_EXERCISE GOAL_
Answer these questions from the passage on hospital equity reporting below.
1. By what date each year are Hospital Equity Measures reports due to HCAI?
2. How long an extension may a hospital request if it cannot meet the deadline?
3. What two types of measures must hospitals report?

_PASSAGE FOR REVIEW_
+---+
The Department of Health Care Access and Information (HCAI) published an instructional video explaining how hospitals must report equity measures under California law. The video says all licensed general acute care, acute psychiatric, children’s and special hospitals, and hospital systems with at least two facilities must submit annual Hospital Equity Measures (HEM) reports to HCAI by Sept. 30. "These reports are due every September 30 through HCAI's hospital disclosures and compliance system," the narrator states.
HCAI said hospitals may request a single 60-day extension if they cannot meet the deadline. The video framed the program’s purpose as identifying disparities and developing concrete plans to address them: "The goal of the program is simple but critical. Identify and include a plan to address health care disparities affecting vulnerable populations in your community," the narrator said.
Hospitals must analyze and submit data on patient access, quality and outcomes disaggregated by several demographic categories, the video said. Required breakdowns include race and ethnicity, age, sex assigned at birth, preferred language, disability status, sexual orientation, gender identity and expected payer. Hospitals must report two types of measures: structural measures (required of all hospitals) and core quality measures that vary by hospital type.
+---+
[Data entries]

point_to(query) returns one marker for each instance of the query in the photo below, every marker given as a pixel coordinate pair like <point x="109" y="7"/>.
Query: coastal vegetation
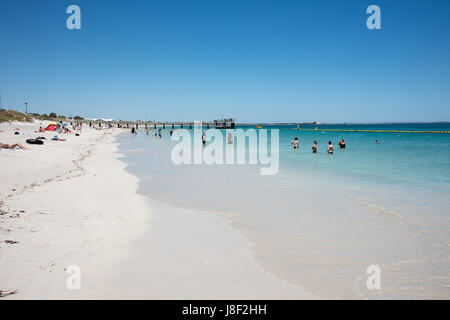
<point x="12" y="115"/>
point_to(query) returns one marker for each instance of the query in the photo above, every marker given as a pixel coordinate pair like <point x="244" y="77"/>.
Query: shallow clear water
<point x="323" y="219"/>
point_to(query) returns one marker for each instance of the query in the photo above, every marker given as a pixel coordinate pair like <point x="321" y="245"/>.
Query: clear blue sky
<point x="254" y="60"/>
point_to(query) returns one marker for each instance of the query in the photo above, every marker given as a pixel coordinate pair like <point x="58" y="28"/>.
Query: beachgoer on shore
<point x="11" y="146"/>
+---+
_FINAL ANSWER_
1. September 30.
2. A single 60-day extension.
3. Structural measures, required of all hospitals, and core quality measures, which vary by hospital type.